# Goal
Count the lines of the records that contain the string "stand", matching case exactly, and give only that number.

# Exercise inputs
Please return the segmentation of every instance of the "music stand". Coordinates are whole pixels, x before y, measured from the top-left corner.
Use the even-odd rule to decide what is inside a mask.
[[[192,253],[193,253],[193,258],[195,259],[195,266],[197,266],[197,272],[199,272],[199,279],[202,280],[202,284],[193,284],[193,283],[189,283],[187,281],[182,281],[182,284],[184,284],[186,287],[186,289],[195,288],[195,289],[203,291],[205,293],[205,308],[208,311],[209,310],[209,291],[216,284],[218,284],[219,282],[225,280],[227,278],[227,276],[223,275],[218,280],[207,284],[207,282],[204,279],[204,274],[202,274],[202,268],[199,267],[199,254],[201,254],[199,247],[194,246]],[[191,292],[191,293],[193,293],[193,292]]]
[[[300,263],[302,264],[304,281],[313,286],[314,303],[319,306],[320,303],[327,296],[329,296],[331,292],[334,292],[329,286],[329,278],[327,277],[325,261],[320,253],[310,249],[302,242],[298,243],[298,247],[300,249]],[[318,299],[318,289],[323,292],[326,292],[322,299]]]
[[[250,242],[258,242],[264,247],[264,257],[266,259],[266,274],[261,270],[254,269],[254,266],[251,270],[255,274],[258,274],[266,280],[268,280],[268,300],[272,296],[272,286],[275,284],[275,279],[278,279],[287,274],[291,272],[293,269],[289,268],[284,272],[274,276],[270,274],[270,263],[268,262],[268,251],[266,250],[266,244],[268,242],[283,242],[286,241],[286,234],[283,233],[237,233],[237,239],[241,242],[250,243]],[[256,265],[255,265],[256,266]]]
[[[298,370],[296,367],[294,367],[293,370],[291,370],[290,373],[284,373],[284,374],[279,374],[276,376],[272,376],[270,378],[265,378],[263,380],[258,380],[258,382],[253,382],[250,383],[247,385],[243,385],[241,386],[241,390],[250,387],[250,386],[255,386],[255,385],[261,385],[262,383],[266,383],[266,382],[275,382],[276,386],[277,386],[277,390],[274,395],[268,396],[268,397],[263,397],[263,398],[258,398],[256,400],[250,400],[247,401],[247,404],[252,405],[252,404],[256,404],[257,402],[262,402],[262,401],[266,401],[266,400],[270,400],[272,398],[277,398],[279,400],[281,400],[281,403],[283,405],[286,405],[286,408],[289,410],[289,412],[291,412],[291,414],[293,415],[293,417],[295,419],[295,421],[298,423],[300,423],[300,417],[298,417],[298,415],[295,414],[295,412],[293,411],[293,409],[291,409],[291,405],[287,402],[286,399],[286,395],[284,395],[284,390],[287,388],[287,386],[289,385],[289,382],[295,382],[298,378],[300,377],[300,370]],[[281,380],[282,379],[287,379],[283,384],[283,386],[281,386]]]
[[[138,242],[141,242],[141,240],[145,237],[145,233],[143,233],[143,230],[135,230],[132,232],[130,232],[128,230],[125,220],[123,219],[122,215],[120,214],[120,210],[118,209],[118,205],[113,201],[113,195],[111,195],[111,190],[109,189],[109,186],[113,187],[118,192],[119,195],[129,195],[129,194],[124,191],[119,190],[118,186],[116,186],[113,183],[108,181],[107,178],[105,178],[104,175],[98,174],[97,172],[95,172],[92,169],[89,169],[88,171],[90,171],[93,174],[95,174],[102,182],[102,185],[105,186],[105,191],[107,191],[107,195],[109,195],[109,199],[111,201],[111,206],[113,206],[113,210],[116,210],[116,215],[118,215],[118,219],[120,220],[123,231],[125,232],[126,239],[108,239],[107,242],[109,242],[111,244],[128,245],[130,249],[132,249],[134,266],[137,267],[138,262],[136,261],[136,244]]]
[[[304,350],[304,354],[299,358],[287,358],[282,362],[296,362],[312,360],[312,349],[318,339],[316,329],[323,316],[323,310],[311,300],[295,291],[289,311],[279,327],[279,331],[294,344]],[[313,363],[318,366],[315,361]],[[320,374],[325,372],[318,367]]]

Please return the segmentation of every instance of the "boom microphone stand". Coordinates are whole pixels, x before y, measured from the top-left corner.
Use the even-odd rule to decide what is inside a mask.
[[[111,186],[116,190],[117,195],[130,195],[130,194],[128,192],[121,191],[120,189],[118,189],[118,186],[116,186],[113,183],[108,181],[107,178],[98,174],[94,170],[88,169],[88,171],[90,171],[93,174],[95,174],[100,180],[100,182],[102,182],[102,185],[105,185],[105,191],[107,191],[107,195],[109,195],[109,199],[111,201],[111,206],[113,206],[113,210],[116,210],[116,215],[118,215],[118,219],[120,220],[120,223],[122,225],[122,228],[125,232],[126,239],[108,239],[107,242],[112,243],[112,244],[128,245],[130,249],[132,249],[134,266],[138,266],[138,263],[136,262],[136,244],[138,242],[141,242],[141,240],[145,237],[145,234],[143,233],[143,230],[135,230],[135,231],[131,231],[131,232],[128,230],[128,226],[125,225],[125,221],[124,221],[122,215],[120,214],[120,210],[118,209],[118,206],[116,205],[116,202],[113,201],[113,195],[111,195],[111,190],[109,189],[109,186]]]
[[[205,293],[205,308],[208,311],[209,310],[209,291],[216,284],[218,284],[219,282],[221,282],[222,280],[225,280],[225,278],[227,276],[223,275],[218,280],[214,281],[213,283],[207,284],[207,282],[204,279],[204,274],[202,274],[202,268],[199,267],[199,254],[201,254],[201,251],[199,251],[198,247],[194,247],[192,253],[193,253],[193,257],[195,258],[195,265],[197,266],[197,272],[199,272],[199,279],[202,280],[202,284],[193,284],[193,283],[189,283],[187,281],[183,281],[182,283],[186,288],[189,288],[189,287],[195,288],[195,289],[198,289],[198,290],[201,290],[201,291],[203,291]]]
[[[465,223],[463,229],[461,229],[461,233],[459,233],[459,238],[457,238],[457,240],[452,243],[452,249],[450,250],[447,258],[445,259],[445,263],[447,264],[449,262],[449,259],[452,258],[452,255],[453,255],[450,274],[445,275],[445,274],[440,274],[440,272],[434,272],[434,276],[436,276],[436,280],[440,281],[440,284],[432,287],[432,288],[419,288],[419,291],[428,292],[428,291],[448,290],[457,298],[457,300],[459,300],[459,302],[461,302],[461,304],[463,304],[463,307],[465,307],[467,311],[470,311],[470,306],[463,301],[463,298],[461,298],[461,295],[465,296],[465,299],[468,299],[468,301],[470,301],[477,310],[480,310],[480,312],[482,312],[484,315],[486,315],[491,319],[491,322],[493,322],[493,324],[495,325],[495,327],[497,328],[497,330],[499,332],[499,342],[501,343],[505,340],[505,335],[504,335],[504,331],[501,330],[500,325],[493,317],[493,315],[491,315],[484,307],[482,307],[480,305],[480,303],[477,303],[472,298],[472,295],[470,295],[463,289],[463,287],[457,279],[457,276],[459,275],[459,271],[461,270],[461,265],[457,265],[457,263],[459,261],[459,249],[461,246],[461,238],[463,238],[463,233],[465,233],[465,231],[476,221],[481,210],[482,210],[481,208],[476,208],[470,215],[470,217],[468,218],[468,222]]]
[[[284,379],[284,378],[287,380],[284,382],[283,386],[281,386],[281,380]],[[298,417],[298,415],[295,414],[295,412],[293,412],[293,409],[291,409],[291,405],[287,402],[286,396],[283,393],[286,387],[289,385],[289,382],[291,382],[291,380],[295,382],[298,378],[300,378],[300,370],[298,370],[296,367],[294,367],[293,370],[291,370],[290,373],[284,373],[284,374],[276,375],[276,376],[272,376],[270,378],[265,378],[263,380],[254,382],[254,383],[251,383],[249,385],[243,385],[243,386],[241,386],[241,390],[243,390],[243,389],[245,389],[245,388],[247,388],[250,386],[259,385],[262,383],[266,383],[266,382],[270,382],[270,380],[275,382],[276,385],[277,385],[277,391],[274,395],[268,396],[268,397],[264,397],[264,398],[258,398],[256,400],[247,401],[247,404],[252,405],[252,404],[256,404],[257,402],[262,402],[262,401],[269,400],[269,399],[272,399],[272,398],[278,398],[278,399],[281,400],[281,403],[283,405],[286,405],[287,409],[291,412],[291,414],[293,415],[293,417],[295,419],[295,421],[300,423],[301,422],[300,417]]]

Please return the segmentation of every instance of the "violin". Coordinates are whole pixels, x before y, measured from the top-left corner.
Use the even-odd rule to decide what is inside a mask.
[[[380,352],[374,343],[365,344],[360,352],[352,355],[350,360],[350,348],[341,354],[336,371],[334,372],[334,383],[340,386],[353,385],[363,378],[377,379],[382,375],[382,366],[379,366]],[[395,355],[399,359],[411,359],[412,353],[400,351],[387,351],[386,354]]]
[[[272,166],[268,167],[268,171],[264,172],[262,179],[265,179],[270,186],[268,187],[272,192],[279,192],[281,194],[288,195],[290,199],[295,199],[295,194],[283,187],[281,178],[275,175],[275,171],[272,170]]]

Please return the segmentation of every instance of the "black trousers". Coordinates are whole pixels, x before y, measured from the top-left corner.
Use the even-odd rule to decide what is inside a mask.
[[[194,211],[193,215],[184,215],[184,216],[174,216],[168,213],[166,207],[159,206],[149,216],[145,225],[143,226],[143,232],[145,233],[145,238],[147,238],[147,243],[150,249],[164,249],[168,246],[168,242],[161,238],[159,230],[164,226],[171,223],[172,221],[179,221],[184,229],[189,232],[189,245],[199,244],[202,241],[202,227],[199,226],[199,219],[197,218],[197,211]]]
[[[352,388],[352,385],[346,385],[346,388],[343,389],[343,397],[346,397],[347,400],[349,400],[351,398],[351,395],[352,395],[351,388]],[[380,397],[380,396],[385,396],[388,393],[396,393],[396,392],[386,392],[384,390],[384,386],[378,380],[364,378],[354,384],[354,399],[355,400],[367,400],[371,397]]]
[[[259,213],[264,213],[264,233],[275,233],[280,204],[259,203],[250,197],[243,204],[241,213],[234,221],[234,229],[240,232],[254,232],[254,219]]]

# Exercise output
2